What you will do: Exactly reproduce the line that contains "Target: boat hull" and all lines after it in the entries below, through the very last line.

Information provided:

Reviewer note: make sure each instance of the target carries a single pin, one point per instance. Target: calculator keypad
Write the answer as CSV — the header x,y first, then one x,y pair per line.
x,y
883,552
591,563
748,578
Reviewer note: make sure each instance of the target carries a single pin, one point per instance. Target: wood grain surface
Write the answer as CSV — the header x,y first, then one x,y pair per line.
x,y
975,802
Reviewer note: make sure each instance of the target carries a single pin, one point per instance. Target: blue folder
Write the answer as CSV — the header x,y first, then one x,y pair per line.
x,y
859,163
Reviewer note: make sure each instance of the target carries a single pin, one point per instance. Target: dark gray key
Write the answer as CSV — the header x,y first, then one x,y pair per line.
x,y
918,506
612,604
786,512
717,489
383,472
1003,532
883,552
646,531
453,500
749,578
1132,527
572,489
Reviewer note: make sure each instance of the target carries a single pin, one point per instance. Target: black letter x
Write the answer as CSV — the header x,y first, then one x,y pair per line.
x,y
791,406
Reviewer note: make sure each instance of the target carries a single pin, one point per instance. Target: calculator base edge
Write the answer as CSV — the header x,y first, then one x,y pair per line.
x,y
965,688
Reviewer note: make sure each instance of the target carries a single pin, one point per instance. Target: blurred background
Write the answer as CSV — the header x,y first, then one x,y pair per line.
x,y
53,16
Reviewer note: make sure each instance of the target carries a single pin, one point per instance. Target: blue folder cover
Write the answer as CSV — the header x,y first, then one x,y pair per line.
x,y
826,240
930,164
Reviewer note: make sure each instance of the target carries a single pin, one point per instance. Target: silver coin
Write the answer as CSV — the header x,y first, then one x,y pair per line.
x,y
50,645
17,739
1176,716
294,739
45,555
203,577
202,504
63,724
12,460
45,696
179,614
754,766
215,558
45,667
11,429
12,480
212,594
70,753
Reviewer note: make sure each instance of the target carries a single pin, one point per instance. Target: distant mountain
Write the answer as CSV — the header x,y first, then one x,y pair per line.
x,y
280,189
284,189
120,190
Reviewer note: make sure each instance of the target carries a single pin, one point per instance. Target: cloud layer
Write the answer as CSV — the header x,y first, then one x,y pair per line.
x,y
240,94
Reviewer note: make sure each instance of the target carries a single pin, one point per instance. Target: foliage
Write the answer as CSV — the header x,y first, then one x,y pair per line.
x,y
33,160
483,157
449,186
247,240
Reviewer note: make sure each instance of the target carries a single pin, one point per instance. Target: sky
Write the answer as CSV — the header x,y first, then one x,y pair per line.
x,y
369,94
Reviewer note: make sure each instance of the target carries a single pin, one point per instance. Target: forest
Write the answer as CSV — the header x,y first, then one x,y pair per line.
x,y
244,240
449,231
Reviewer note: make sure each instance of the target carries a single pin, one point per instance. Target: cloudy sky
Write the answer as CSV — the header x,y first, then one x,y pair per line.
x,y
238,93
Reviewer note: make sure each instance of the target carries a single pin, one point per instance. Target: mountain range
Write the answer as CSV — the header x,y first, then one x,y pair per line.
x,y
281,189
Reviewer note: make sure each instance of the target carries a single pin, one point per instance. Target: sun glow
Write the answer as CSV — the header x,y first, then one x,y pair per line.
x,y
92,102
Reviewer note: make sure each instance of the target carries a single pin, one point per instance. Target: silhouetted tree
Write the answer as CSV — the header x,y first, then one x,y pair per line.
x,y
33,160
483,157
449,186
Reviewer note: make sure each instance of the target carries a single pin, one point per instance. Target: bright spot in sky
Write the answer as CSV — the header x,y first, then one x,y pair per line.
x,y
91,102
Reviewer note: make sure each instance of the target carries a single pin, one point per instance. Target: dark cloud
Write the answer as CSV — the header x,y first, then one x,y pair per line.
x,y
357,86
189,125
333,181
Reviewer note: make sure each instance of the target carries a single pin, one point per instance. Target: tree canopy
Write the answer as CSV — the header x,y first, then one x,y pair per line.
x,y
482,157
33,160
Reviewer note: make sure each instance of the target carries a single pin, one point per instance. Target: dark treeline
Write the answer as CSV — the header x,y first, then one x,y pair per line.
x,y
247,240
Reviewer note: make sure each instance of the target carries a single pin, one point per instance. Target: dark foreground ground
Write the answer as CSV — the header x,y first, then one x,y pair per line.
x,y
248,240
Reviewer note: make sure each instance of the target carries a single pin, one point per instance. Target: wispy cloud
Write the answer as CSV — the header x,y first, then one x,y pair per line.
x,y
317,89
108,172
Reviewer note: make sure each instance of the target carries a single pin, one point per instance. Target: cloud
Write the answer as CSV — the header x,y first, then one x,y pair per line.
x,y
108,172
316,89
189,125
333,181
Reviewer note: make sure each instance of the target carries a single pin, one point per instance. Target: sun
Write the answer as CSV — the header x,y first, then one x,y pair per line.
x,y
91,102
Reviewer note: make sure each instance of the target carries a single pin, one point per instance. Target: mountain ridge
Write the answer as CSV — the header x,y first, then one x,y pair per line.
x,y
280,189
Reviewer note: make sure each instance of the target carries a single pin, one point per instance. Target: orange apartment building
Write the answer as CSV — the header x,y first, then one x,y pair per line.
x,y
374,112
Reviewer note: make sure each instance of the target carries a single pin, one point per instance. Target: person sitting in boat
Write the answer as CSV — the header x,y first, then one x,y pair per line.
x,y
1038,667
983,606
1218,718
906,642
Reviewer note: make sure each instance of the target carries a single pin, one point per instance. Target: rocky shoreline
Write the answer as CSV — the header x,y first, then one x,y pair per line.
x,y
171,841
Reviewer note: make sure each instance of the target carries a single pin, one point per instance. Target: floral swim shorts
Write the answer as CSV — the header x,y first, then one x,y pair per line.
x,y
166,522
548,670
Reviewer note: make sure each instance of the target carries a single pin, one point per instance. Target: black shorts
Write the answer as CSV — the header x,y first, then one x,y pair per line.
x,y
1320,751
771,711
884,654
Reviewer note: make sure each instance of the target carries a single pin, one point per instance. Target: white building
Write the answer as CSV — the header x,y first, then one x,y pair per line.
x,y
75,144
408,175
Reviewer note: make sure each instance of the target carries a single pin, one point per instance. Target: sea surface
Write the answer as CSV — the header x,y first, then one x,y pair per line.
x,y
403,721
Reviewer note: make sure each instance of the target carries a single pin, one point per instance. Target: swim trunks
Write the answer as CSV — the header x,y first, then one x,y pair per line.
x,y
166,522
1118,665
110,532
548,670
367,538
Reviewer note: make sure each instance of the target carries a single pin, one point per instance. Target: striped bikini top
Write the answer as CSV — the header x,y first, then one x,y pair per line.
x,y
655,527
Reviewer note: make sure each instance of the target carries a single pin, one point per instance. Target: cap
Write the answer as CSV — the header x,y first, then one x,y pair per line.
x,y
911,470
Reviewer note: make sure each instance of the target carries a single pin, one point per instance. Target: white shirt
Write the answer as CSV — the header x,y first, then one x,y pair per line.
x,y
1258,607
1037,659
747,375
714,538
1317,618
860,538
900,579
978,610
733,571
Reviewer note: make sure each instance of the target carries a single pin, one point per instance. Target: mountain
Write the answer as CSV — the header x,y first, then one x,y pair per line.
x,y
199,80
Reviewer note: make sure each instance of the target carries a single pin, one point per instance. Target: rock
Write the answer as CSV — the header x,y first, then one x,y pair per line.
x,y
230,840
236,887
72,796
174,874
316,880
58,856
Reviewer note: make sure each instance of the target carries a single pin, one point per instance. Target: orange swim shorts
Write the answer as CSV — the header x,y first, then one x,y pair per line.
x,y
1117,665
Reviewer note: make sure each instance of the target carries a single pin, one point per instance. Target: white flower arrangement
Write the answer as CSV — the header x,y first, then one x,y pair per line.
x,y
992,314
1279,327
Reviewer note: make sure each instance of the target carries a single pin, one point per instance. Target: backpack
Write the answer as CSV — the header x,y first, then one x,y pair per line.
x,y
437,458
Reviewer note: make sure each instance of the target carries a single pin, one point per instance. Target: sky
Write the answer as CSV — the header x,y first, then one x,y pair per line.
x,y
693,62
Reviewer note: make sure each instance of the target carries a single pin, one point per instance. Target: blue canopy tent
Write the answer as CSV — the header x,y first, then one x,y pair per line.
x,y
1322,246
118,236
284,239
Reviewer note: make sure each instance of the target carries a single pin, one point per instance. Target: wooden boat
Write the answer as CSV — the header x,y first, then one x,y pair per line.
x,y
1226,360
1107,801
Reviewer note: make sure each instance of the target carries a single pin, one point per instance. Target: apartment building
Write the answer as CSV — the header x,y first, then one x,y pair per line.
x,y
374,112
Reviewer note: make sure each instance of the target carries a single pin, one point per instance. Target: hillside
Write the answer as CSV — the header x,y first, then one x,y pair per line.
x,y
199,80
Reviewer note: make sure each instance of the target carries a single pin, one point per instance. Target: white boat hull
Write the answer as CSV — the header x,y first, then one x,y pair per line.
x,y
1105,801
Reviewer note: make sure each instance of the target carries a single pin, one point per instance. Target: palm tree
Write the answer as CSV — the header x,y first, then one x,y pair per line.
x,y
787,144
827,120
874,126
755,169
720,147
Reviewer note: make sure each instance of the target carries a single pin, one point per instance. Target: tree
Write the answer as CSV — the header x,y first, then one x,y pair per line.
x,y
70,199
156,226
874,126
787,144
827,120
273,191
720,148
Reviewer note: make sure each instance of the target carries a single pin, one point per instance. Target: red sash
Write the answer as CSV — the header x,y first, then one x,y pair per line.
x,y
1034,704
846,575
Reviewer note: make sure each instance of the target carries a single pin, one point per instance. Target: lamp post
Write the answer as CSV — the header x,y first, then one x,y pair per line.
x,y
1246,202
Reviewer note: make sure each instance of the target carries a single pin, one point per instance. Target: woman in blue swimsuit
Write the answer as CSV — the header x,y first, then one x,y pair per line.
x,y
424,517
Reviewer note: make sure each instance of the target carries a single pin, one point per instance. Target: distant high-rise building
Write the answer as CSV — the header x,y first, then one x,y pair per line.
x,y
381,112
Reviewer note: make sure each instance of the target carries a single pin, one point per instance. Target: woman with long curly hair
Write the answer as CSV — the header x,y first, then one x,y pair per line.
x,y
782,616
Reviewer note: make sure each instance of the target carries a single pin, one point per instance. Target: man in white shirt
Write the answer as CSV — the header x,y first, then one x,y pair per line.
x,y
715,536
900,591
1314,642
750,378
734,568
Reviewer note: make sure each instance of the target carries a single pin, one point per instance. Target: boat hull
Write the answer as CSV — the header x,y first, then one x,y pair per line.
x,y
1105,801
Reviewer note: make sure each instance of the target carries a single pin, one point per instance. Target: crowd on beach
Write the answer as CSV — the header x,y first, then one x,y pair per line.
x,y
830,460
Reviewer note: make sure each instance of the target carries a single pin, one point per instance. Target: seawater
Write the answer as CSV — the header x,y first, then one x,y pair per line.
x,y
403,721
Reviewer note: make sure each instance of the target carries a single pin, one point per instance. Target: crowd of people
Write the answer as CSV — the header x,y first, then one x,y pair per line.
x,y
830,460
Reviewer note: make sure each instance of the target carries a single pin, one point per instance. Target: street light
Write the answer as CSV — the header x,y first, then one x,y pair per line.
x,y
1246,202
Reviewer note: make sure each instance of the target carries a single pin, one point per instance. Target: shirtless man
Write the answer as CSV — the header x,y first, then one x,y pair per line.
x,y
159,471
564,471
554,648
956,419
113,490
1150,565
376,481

Final answer:
Reviewer note: make sure each instance of the target carries a single pin, one point per instance. Target: boat hull
Write the answer as CSV — the header x,y first, then one x,y pair per line.
x,y
1105,801
Reviewer note: make sure each instance of the target carries a single pin, one point per instance. Target: crowd on beach
Write the answer as CSV — the header x,y first, then one x,y pair per line.
x,y
830,460
Reviewer note: make sure each instance of the target carries a single pin, one point per instance. Target: seawater
Write the answer as CSV — the header x,y first, then one x,y pair per line.
x,y
403,721
Reviewer note: make sure each instance of the target carries a single pin, one point per instance. Target: crowd of people
Write the answer as CSV — the header x,y first, then one x,y pair per line.
x,y
830,460
Reviewer note: make sure each instance of the target carries a single pin, one point per instance. Target: street light
Write the answer as CSV — the header x,y first, then one x,y pair per line.
x,y
1246,202
Reviewer note: make sure each instance of the target carries a single pin, one point per instance. Target: shirtless man
Write the answer as CSV — the header x,y first, then one x,y pair per line.
x,y
159,471
564,471
554,648
956,419
113,490
1150,565
376,481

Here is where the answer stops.